Muhammad 'Abid al-Sindi al-Ansari (), was a Hanafi jurist (faqih), hadith expert (muhaddith), judge (qadi), and the shaykh of the 'ulama of his time in the city of Madina during the Ottoman Caliphate. His lineage reaches back to Abu Ayyub al-Ansari.

He has followed the Naqshbandi Sufi path. He was appointed qadi of Zabid. In 1232 A.H. he was appointed the leader of the scholars of Madina by the ruler of Egypt, Muhammad 'Ali Pasha. His grandfather migrated to Middle East and he was known as Shaykh al-Islam.

Name 
Muhammad 'Abid b. Ahmad 'Ali b. Muhammad Murad Ya'qub al-Hafiz b. Muhamud b. 'Abd al-Rahman, al-Sindi al-Ansari al-Khazraji al-Madani al-Hanafi al-Naqshbandi.

# [Exercise task A]
Render the part of the records that opens with the line containing "Where can you see the palm fronds?" and runs to the end of the records as a Markdown table with the columns "Row" and "Line", one numbered row per line, leaving out blank lines.
The text and the records have nothing to do with each other.

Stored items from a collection
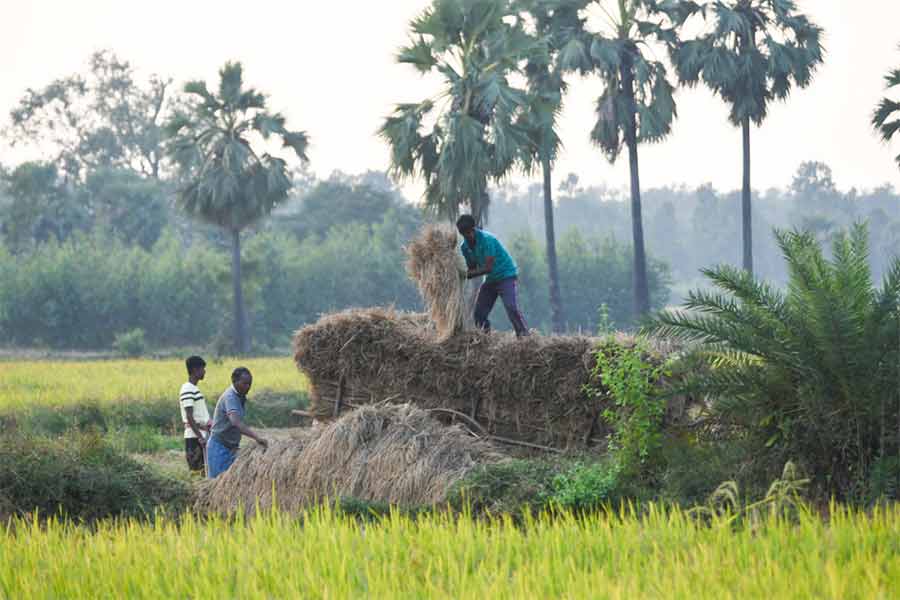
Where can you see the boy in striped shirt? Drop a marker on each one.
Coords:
(194, 414)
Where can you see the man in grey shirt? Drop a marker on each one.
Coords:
(228, 424)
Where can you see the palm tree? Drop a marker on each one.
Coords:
(754, 52)
(216, 143)
(467, 134)
(807, 373)
(546, 87)
(637, 104)
(887, 117)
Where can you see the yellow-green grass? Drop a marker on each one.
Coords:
(660, 555)
(30, 384)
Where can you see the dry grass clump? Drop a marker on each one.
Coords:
(389, 453)
(436, 265)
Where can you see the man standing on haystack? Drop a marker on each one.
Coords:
(485, 255)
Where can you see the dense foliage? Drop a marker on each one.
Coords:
(79, 476)
(809, 373)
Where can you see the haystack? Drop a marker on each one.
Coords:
(527, 391)
(397, 454)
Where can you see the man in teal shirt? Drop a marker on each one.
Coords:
(485, 255)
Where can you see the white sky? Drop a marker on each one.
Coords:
(329, 67)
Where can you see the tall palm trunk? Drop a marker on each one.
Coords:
(639, 283)
(746, 218)
(241, 335)
(555, 296)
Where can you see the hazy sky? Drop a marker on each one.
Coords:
(329, 67)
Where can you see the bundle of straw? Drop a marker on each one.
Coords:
(436, 265)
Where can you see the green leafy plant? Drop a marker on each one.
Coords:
(809, 372)
(629, 381)
(585, 486)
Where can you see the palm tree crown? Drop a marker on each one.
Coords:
(467, 134)
(887, 117)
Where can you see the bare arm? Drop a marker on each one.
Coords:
(189, 413)
(488, 267)
(236, 421)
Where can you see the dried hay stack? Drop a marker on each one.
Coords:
(528, 389)
(436, 265)
(397, 454)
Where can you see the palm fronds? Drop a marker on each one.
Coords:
(805, 371)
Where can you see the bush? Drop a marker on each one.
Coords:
(130, 343)
(809, 374)
(531, 485)
(585, 486)
(80, 477)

# [Exercise task B]
From the biography of Muhammad 'Abid al-Sindi, copy the part that opens with the words "Muhammad 'Abid al-Sindi" and closes with "as Shaykh al-Islam.".

# [Reply A]
| Row | Line |
|---|---|
| 1 | Where can you see the palm fronds? Drop a marker on each one. |
| 2 | Coords: |
| 3 | (805, 371) |
| 4 | Where can you see the bush? Drop a marker on each one. |
| 5 | Coords: |
| 6 | (130, 343) |
| 7 | (809, 374) |
| 8 | (531, 485) |
| 9 | (585, 486) |
| 10 | (80, 477) |

# [Reply B]
Muhammad 'Abid al-Sindi al-Ansari (), was a Hanafi jurist (faqih), hadith expert (muhaddith), judge (qadi), and the shaykh of the 'ulama of his time in the city of Madina during the Ottoman Caliphate. His lineage reaches back to Abu Ayyub al-Ansari.

He has followed the Naqshbandi Sufi path. He was appointed qadi of Zabid. In 1232 A.H. he was appointed the leader of the scholars of Madina by the ruler of Egypt, Muhammad 'Ali Pasha. His grandfather migrated to Middle East and he was known as Shaykh al-Islam.